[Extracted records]
__________________________________________________
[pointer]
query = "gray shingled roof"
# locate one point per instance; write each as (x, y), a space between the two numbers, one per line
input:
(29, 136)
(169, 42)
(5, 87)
__________________________________________________
Please write out these lines again, replacing "gray shingled roof" with "red tiled roof" and leaving everything else unchanged.

[pointer]
query = "red tiled roof"
# locate one point per instance; write each as (x, y), a space between the two numbers, one per line
input:
(29, 136)
(169, 42)
(5, 87)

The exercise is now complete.